* [WHAT YOU NEED TO DO]: Decide whether each statement agrees with the piece on following your heart, answering yes or no and quoting the deciding words: (a) "Follow your bliss" shows up in different forms almost non-stop. (b) Following your bliss often means choosing the right career, life partner, or brand of whiskey. (c) The old dog is lying in a shady spot.

* [DOCUMENT EXCERPT]:
★ ★ ★ ★ ★
Follow Your Heart, or…

Follow your heart

The mantra of our time.  “Follow your bliss” shows up in different forms almost non-stop, doesn’t it? Often this means choosing the right career, life partner, or brand of whiskey. Isn’t there more to living? What if it’s all about what feels good, or what’s convenient for us? Then how are we better than the old dog lying in the sunny spot? He’s found his bliss, hasn’t he? Why do they say, “follow your heart?” Who are “they?” How if following our heart different from the dog chasing its tail? Whose heart is wise enough to teach them? Whose heart has all the answers, or any answers? Are they the right ones?
★ ★ ★ ★ ★
[Records]
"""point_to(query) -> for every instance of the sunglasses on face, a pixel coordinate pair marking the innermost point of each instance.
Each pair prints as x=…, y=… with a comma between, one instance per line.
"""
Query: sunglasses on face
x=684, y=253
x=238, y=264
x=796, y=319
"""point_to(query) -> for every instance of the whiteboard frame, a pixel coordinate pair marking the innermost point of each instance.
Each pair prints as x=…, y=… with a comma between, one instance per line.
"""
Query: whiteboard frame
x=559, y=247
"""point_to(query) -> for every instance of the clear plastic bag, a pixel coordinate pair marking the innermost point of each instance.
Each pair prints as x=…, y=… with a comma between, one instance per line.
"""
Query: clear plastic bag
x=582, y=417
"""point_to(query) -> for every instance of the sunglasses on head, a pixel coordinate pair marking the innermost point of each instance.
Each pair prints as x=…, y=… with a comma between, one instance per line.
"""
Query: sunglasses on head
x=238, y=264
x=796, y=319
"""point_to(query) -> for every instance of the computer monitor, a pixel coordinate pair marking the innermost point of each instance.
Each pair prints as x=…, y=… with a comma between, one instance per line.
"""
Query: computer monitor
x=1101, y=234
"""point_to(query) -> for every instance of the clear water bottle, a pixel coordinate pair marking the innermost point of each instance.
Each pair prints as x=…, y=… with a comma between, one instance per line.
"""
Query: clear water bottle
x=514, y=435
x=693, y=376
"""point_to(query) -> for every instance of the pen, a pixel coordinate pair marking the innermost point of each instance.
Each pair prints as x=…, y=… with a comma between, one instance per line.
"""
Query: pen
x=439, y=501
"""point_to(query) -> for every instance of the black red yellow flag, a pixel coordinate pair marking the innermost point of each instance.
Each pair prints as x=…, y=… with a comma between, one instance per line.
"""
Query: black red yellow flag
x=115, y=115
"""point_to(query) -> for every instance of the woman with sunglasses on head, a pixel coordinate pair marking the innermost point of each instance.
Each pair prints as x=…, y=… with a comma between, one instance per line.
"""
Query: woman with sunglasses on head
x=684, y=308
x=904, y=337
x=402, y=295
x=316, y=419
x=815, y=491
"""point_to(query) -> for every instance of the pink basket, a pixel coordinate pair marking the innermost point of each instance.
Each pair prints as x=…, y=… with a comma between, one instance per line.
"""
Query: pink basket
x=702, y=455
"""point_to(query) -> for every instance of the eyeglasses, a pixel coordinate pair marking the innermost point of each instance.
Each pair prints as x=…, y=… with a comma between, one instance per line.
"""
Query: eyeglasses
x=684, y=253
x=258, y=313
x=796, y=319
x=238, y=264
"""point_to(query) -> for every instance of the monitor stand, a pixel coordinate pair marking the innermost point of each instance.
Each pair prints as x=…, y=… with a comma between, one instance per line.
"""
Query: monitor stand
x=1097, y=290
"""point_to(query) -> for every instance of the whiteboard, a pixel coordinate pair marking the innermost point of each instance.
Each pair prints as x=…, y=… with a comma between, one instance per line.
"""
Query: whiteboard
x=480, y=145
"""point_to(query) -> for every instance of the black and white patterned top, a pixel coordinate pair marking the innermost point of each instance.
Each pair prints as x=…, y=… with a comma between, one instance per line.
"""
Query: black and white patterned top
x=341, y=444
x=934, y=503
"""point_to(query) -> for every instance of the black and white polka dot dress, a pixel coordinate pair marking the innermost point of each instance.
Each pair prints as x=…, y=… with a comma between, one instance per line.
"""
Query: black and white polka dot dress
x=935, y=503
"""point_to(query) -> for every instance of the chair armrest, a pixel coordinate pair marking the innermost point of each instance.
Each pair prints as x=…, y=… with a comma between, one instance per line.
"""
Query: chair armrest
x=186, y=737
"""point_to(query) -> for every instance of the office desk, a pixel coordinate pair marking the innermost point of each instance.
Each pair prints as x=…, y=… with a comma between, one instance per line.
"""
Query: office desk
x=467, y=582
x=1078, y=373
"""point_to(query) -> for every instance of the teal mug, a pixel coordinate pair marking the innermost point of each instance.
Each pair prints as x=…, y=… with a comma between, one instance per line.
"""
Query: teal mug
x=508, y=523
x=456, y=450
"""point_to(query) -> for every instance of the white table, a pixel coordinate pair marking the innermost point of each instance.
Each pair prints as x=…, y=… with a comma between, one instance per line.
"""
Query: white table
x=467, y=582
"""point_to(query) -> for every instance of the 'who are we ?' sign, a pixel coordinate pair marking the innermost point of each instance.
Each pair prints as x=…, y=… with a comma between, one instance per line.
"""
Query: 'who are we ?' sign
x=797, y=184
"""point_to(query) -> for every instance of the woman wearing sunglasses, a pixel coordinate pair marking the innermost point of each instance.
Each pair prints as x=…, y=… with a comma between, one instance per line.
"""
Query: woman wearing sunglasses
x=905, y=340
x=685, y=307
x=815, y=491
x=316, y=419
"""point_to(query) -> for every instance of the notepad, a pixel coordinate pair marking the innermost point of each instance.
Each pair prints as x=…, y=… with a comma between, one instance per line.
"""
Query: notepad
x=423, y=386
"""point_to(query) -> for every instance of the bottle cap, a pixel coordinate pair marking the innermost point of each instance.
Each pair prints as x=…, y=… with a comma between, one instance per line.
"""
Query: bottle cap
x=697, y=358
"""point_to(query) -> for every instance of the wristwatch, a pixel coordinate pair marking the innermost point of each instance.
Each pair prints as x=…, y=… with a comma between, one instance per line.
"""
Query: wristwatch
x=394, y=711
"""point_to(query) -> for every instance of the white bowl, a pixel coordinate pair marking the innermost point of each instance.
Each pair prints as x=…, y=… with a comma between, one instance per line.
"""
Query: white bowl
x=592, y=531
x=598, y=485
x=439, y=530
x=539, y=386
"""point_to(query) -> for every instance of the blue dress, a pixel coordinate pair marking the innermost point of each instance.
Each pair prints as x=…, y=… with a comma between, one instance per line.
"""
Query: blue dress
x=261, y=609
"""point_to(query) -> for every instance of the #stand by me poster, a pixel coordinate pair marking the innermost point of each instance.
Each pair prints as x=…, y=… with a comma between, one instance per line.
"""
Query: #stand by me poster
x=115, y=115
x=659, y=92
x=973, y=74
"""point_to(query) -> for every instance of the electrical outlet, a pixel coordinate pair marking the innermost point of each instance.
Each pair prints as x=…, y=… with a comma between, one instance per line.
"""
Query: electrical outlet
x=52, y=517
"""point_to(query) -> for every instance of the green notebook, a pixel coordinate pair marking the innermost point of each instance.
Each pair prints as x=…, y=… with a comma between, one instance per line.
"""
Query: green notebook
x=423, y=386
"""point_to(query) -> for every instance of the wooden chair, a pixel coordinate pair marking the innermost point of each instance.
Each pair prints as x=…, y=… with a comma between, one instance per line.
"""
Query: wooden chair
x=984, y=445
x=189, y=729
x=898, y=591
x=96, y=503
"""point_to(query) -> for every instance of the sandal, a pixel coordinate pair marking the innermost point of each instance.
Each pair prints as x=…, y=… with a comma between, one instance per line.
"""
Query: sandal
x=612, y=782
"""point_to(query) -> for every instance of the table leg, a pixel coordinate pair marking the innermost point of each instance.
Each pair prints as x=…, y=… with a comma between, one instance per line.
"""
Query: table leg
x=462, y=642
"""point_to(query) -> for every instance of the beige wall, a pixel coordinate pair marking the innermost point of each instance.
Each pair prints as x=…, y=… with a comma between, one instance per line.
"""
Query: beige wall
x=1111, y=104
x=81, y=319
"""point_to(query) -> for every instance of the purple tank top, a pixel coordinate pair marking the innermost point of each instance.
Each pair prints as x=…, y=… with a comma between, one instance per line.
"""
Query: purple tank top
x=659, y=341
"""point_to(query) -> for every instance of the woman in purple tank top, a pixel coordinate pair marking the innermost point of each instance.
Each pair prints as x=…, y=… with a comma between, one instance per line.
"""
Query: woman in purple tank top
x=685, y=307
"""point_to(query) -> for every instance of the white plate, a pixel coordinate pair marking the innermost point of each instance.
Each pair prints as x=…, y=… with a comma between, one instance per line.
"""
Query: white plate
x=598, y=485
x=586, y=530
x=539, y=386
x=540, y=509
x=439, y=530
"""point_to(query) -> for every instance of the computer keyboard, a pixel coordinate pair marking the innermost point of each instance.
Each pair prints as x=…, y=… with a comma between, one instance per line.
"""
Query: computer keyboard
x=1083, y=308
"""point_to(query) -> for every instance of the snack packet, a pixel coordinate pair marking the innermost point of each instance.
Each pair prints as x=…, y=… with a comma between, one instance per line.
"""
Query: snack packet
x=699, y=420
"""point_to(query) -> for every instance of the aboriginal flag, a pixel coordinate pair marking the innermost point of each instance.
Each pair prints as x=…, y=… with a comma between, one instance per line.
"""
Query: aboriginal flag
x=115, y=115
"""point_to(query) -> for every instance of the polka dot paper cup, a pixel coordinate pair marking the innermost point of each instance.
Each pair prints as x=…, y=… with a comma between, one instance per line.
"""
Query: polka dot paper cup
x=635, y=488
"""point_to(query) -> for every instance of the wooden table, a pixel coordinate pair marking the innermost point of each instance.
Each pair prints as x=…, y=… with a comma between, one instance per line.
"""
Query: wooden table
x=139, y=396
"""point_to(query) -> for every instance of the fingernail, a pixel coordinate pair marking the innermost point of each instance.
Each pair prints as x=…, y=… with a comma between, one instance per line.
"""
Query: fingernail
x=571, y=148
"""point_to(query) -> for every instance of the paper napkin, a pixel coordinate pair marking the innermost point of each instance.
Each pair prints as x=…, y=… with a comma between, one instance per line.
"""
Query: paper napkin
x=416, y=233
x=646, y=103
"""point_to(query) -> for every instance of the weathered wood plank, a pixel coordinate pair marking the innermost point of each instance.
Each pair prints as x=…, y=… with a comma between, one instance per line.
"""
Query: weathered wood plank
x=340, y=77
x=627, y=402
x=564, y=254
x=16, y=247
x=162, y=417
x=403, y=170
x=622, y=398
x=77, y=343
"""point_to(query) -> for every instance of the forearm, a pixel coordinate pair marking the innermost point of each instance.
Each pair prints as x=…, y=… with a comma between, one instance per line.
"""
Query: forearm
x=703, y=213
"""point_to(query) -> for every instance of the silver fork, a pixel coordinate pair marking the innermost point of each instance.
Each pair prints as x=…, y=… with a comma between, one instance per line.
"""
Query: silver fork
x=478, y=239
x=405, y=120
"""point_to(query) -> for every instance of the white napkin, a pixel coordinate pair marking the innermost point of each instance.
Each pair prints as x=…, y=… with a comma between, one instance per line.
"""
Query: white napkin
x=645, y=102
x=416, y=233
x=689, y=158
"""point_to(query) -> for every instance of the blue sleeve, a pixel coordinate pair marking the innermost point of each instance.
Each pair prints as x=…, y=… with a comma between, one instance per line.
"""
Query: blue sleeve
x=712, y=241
★ ★ ★ ★ ★
* [WORKED ANSWER]:
(a) Yes: "“Follow your bliss” shows up in different forms almost non-stop"
(b) Yes: "Often this means choosing the right career, life partner, or brand of whiskey."
(c) No: "the old dog lying in the sunny spot"